• [Direction 1]
According to the IoT article, what identification system is used to store the data in an RFID tag?

-- Begin Source --

How does IoT work?

BearingPoint as the partner of the ESCP “Retailing 4.0" Chair is committed to contributing to building bridges between the academic world and companies. As part of this engagement, the BearingPoint Retail, Luxury and CPG team mentored the writing of a series of articles of ESCP MSc students and shared insights on major retail stakes. Enjoy your reading !

A joint perspective - IoT in Retail: state of play and perspectives (1/3)

IoT (Internet of Things) refers to any devices or products that can be connected to the internet (other than the usual Internet connected devices like computers and smartphones). These devices can be monitored or controlled from a distance (short and/or long distance) and are able to collect and share electronic information using Internet Protocol (IP).

The main aim of IoT is to have devices that self-report instantaneously, increase productivity and improve information gathering.

In the retail world, IoT has a big role to play, those technologies can enhance performance, reduce costs, increase growth while improving the customer experience.

IoT enables connecting physical products and devices

In the case of IoT, the most important feature that can be considered is connectivity. Without seamless communication among the interrelated components of the IoT ecosystem (i.e. sensors, computers, data hubs, etc.) it is not possible to execute any proper business use case. Not only devices can be connected, but also objects and products can. IoT devices can be connected over radio waves, Bluetooth, Wi-Fi, Li-Fi, etc. Various protocols of Internet connectivity layers can be leveraged in order to maximize efficiency and establish generic connectivity across IoT ecosystems and industries (Educba, n.d.).

A frequently used technology is Radio Frequency Identification (RFID). This is a technology where tags are attached to objects. These tags can contain more information than traditional barcodes (Lee & Lee , 2015) and make it possible to identify them since they own a personal identification and memory which can contain product numbers for instance. The RFID reader generates electromagnetic fields which enables the location of tagged products within a range and exchange data (Ajami et al., 2013). The data is stored in the tag under Electronic Product Code (EPC), which is an identification system which is globally applied (Lee & Lee, 2015). RFID enables multiple applications from stock information e.g. availabilities, quantities, location, etc. to when reorders must be placed (Ajami et al., 2013). Thus, improving operational efficiency and inventory management after implementation. To illustrate, one of the main advantages of this technology is to perform bulk RFID tag reading instead of reading items one by one using 2D code technologies (QR, barcodes, data matrix). 

There are three different types of RFID tags.

  • Passive, which can be found in supply chains and work in one way (from reader to tag)

-- End Source --
-- Begin Given data --

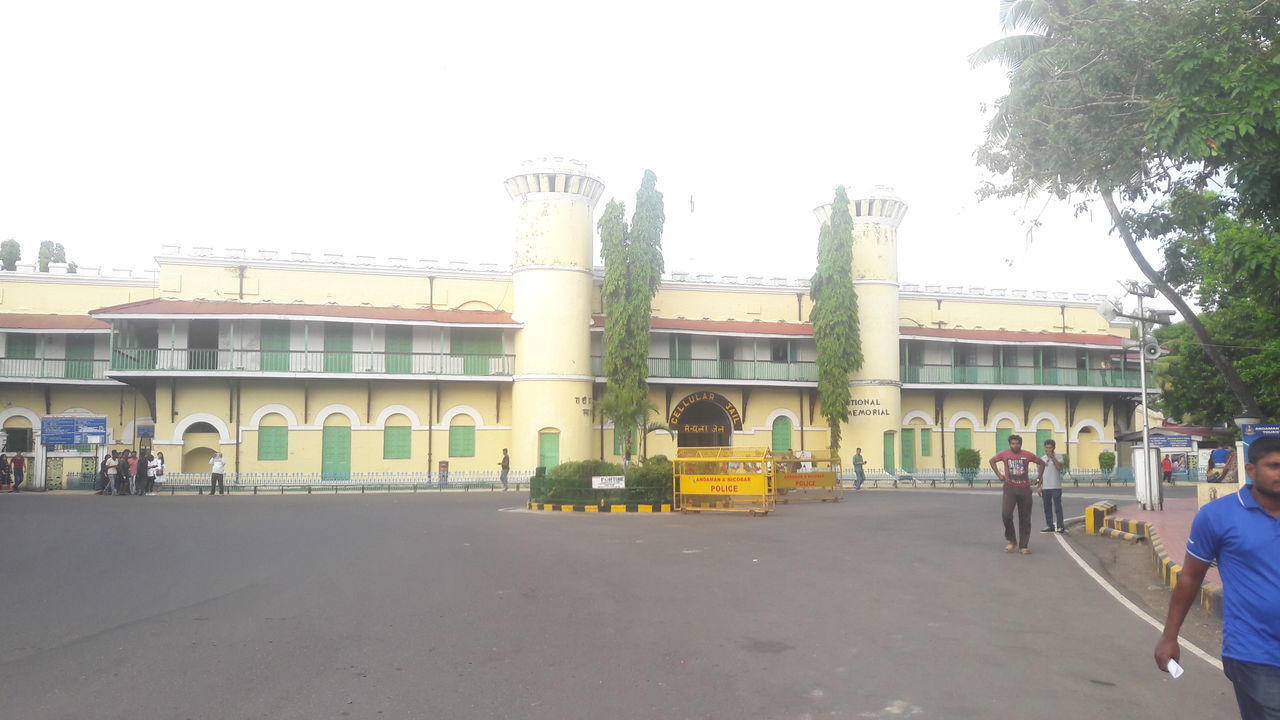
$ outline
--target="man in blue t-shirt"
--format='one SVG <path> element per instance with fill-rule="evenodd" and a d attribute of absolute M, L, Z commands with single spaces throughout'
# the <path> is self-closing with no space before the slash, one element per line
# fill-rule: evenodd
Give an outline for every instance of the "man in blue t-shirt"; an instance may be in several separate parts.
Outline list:
<path fill-rule="evenodd" d="M 1187 561 L 1156 644 L 1156 666 L 1178 660 L 1178 630 L 1210 564 L 1222 575 L 1222 670 L 1244 720 L 1280 720 L 1280 437 L 1249 446 L 1253 479 L 1192 520 Z"/>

-- End Given data --

• [Direction 2]
Lay out the listing line by line as a Markdown table with the columns Row and Line, skipping blank lines. Leave the picture out.

• [Task output 1]
Electronic Product Code (EPC).

• [Task output 2]
| Row | Line |
|---|---|
| 1 | $ outline |
| 2 | --target="man in blue t-shirt" |
| 3 | --format='one SVG <path> element per instance with fill-rule="evenodd" and a d attribute of absolute M, L, Z commands with single spaces throughout' |
| 4 | # the <path> is self-closing with no space before the slash, one element per line |
| 5 | # fill-rule: evenodd |
| 6 | Give an outline for every instance of the "man in blue t-shirt"; an instance may be in several separate parts. |
| 7 | Outline list: |
| 8 | <path fill-rule="evenodd" d="M 1187 561 L 1156 644 L 1156 666 L 1178 660 L 1178 630 L 1210 564 L 1222 575 L 1222 670 L 1244 720 L 1280 720 L 1280 437 L 1249 446 L 1253 479 L 1192 520 Z"/> |